On Expression
It is very hard to express what you’re thinking. Your brain wakes up, a few neurons fire, a pattern emerges trying to penetrate your subconscious, fighting a million other synapse connections to break through to your subconscious. Then, something that feels like a thought - bubbles up into your subconscious trying to attract the attention of your conscious brain and if a few factors combine and you spend some brain cycles, a final coherent thought is formed.
If you’re to believe Jeff Hawkins, the brain functions by running a massive prediction engine based on matching patterns that it has seen before. So, for example, you know how to open a door because your brain sees a doorknob and matches it to a previous occurrence of seeing a door knob and watching a door open by turning the knob, so it predicts that the same thing will happen (the door will open) if you turned this door knob. This is obviously a very radical way of thinking about the brain and the way it functions.

- **Listing**

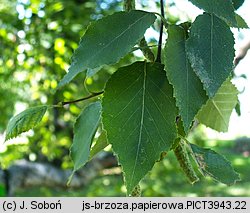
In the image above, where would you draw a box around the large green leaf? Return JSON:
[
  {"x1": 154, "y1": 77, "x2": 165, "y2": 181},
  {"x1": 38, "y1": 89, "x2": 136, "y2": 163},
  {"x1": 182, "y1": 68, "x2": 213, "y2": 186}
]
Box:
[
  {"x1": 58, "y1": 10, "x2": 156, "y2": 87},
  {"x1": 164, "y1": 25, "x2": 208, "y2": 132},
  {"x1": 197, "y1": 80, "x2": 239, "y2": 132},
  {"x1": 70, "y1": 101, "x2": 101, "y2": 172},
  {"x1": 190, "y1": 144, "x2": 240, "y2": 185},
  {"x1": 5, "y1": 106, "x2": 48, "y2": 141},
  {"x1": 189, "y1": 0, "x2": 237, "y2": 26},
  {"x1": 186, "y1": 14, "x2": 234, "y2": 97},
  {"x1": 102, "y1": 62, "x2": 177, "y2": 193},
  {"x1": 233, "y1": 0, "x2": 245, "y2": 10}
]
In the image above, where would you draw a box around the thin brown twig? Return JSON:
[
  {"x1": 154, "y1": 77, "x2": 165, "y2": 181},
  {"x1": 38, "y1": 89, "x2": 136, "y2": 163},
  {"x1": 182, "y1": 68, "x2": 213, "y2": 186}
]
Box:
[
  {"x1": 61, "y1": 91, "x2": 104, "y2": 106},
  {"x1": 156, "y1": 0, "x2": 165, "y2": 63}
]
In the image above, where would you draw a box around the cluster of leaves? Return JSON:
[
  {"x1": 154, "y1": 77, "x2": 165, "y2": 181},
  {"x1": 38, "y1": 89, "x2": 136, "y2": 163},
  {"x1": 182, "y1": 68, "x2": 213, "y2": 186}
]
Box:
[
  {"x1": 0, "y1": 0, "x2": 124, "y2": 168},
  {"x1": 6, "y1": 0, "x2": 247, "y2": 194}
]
* * *
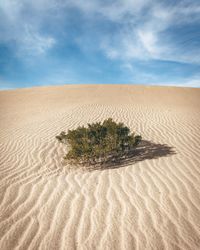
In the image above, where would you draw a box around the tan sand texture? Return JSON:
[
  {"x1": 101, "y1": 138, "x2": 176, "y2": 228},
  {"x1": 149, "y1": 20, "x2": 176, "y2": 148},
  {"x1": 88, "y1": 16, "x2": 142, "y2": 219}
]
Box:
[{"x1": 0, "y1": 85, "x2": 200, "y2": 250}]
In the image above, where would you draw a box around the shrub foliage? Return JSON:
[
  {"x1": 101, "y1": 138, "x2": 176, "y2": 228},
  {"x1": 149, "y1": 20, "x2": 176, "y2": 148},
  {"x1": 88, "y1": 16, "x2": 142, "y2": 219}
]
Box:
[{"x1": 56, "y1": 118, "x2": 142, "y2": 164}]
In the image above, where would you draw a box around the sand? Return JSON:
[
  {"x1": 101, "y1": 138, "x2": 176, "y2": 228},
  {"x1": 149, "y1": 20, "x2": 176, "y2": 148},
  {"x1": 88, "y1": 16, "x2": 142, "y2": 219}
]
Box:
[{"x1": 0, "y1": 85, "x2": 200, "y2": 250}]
--
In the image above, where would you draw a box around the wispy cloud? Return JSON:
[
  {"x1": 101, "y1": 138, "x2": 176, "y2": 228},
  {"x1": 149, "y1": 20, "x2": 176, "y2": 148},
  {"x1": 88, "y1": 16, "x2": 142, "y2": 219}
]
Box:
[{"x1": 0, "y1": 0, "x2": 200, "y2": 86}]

- **Set task A**
In the essay on expression, how does the brain function according to Jeff Hawkins?
- **Set task B**
Write the next part of the essay on expression, starting after its final sentence.

- **Final result A**
It runs a massive prediction engine based on matching patterns that it has seen before.

- **Final result B**
If I was to extend this theory to how the brain expresses new thoughts or how you create new thoughts, you get the model where your brain has actually had a thought before and when you think about something similar a pattern emerges. But, the pattern is incomplete, you’re not thinking about the same thing you thought about before but you’re trying to map this new thought to a thought that you’ve had before. So to create this new pattern the brain fuses the older but similar pattern with this new pattern that you’re experiencing and forms a new (as yet) untested pattern. Once you test this pattern multiple times, your brain ‘remembers’ the new pattern and uses it to repeat the process. An example of this would be to extend the ‘doorknob’ experiment above with a new ‘doorknob’ that looks different or is placed in a different part of the door, or to make it even more complicated we could replace ‘doorknob’ with a completely different ‘door-opening-mechanism’. This is all pure conjecture on my part, of course, but something to think about as I ponder creativity more.
Going back to writing about expression, we have the fact that once you have a blob of neuron connections, and it goes through a few layers of brain tissue and emerges as a coherent thought it looks very different from the real blob that you started thinking about. This depends on how much experience you’ve had in expressing a similar thought, or to put it in Jeff’s terms how many stored patterns you have that approximate this new thought you’re having now to articulate it in the best way possible.
So, then the most articulate people should be those that have expressed as much as possible. But that’s not true, because mere expression doesn’t tell you if what you’re saying is what someone else is understanding, that’s where communication and the feedback loop come in.
So, in essence, the most articulate people are those people that have expressed as much as they can but also received as much feedback as they can to understand if they’re getting through to the rest of humanity, thus improving their pattern matching algorithm to express every single thought as clearly as possible.
I think that’s why most people write, to get their thoughts out there, but to also affect the thinking of everyone that understands their thoughts.
Food for thought, yes?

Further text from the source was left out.